→ WHAT IS REQUIRED:
Transcribe the entries below exactly.

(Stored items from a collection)
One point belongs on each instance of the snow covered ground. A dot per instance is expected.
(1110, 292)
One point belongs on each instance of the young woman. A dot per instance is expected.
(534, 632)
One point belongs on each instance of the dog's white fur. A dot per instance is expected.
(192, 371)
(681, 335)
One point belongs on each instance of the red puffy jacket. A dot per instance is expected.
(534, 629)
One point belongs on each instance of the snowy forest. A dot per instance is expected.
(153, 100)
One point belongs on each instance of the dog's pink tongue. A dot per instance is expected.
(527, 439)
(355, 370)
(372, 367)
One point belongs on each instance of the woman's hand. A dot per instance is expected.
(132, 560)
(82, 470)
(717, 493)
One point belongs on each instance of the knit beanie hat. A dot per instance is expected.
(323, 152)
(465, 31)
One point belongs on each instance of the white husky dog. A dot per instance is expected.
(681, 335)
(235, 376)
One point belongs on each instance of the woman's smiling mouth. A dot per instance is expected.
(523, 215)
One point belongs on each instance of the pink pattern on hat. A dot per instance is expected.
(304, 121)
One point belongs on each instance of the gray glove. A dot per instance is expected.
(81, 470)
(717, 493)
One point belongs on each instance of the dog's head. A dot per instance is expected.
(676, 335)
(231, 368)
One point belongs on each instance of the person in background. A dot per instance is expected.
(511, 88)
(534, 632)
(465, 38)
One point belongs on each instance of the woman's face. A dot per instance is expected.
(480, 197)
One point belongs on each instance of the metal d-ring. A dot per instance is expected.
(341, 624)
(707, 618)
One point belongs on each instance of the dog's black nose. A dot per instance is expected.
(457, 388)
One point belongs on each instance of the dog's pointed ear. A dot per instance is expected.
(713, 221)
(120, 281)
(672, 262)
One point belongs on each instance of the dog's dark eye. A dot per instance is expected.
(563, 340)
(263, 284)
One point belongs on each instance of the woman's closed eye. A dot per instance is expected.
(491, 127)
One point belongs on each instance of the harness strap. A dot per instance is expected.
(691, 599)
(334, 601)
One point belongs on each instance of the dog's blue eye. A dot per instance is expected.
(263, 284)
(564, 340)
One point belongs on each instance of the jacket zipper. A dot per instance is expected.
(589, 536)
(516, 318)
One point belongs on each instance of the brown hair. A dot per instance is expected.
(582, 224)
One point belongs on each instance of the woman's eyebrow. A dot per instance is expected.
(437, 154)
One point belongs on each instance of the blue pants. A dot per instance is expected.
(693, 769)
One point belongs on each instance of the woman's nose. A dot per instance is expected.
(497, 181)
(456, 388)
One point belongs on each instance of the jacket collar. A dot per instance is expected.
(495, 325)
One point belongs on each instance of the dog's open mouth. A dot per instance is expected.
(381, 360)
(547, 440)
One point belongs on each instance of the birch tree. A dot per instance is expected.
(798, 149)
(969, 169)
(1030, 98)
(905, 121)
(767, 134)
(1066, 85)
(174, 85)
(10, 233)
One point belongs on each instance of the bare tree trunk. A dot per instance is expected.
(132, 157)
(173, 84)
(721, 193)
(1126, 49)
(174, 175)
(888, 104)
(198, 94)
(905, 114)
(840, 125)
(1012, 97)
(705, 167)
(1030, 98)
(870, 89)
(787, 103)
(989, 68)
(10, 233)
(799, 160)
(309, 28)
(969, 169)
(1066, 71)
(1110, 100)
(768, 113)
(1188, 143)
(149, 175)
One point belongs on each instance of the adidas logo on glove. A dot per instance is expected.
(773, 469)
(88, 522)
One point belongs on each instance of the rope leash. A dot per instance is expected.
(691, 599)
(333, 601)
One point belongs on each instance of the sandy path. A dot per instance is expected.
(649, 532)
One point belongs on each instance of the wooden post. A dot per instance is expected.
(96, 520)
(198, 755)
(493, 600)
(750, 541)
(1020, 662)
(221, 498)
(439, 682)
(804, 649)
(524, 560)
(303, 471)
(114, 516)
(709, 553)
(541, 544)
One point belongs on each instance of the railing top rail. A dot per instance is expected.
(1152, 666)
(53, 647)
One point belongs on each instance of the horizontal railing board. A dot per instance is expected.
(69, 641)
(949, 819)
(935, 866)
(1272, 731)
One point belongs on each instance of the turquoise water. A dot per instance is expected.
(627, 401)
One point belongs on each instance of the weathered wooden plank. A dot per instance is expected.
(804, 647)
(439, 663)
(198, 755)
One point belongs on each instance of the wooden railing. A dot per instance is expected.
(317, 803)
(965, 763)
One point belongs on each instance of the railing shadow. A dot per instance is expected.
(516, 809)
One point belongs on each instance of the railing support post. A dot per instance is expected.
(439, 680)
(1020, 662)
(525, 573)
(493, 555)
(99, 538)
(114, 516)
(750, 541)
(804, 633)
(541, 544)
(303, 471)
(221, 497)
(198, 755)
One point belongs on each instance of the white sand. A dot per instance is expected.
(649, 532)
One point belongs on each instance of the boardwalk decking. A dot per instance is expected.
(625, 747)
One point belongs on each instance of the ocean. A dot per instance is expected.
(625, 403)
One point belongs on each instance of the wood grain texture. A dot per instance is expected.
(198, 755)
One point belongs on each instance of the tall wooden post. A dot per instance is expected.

→ TASK RESPONSE:
One point belongs on each instance of the snow covered ground. A dot per instance is expected.
(1110, 292)
One point belongs on each instance of the young woman. A dot per instance is expected.
(534, 632)
One point belongs on each instance of the dog's white fur. A dot per instance is expected.
(192, 371)
(681, 335)
One point belongs on each instance of the red puffy jacket. A dot per instance is expected.
(534, 629)
One point belongs on each instance of the snowy forest. A dot per instance is expected.
(153, 100)
One point belongs on each instance of the dog's pink tongue. A dot per instance is expected.
(527, 439)
(355, 370)
(372, 367)
One point belongs on each instance of the woman's hand. A dot per instance is expected.
(132, 560)
(82, 470)
(717, 493)
One point belongs on each instance of the knit beanie hat. A dot per instance is expected.
(323, 152)
(465, 31)
One point belongs on each instance of the white husky dog. A dot per instance is expected.
(681, 335)
(235, 376)
One point belongs on each instance of the woman's smiling mouth. A dot per instance is expected.
(523, 215)
One point belongs on each instance of the pink pattern on hat. A dot per instance is expected.
(304, 121)
One point belongs on each instance of the gray glove. A dot per instance is expected.
(81, 470)
(717, 493)
One point belongs on each instance of the dog's head. A dot per instance is expected.
(676, 335)
(231, 368)
One point belongs on each instance of the person in background. A dot per instance is expected.
(511, 88)
(534, 632)
(465, 38)
One point belongs on each instance of the woman's face. A dot per instance is expected.
(480, 197)
One point belongs on each instance of the metal d-ring. A dot per instance is expected.
(341, 624)
(707, 618)
One point belongs on each instance of the dog's black nose. A dot per instance is expected.
(457, 388)
One point belongs on each instance of the dog's pointed ear. A dot per instance is expected.
(713, 221)
(120, 281)
(672, 262)
One point belongs on each instance of the dog's dark eye. A dot per instance is expected.
(563, 340)
(263, 284)
One point belongs on each instance of the woman's closed eye. A dot per instance is expected.
(491, 127)
One point belongs on each instance of the harness strap. A dot per instance is expected.
(691, 599)
(334, 601)
One point belongs on each instance of the dog's blue eye. A dot per instance is expected.
(263, 284)
(564, 340)
One point belongs on each instance of the jacket zipper. A dot per instance is expected.
(589, 536)
(516, 318)
One point belongs on each instance of the brown hair. A dot per instance is expected.
(582, 224)
One point belongs on each instance of the woman's eyebrow. A dot per instance is expected.
(437, 154)
One point belongs on each instance of the blue pants. A dot per instance is expected.
(693, 769)
One point belongs on each instance of the woman's nose. A dot per instance is expected.
(497, 181)
(456, 388)
One point belongs on each instance of the jacket collar. A dot per instance is expected.
(495, 325)
One point belongs on each instance of the dog's open mouth. A dot per instance is expected.
(381, 360)
(547, 440)
One point belongs on each instance of the birch tree. A dot per instance is expected.
(798, 149)
(969, 169)
(1030, 98)
(905, 121)
(767, 134)
(1066, 85)
(174, 85)
(10, 233)
One point belongs on each instance of the bare tree trunk. A dot per instance is expected.
(132, 157)
(173, 84)
(721, 193)
(1126, 49)
(174, 175)
(888, 104)
(198, 94)
(905, 114)
(840, 125)
(1012, 97)
(705, 167)
(1030, 98)
(870, 89)
(787, 103)
(989, 68)
(10, 233)
(799, 160)
(309, 28)
(969, 169)
(1066, 71)
(1110, 100)
(768, 113)
(1188, 143)
(149, 175)
One point belongs on each instance of the adidas logo on glove. A dot per instance is expected.
(773, 469)
(88, 522)
One point belongs on each instance of the rope leash. A dot per instance is expected.
(691, 599)
(333, 601)
One point belongs on each instance of the sandy path. A dot per instance is expected.
(649, 532)
One point belongs on each instance of the wooden post. A dot per instance is expected.
(96, 520)
(198, 755)
(493, 600)
(750, 541)
(1020, 662)
(221, 498)
(439, 682)
(804, 649)
(524, 560)
(303, 471)
(114, 516)
(709, 553)
(541, 544)
One point belongs on each instance of the railing top rail. A dot per instance is expected.
(1152, 666)
(53, 647)
One point belongs on each instance of the horizontal railing board. A dot per instance is expected.
(69, 641)
(949, 819)
(935, 866)
(1272, 731)
One point belongs on each instance of the turquoise water. A dot per instance is expected.
(627, 401)
One point belongs on each instance of the weathered wooden plank. A dot per instance is expected.
(804, 647)
(439, 663)
(198, 755)
One point belongs on each instance of the wooden railing. A dot per instance is expected.
(317, 803)
(965, 763)
One point belongs on each instance of the railing shadow. A dot per instance is expected.
(516, 809)
One point belongs on each instance of the railing support post. A dot per instance is expected.
(439, 680)
(1020, 662)
(525, 573)
(493, 555)
(99, 538)
(114, 516)
(750, 541)
(804, 633)
(541, 544)
(303, 471)
(221, 497)
(198, 755)
One point belongs on each instance of the white sand. A dot per instance is expected.
(649, 532)
One point belongs on each instance of the boardwalk decking. A dot per instance is expected.
(625, 747)
One point belongs on each instance of the ocean. A dot per instance is expected.
(625, 403)
One point belongs on each instance of the wood grain texture. A dot per instance is expected.
(198, 755)
One point belongs on each instance of the tall wooden post. A dot per instance is expected.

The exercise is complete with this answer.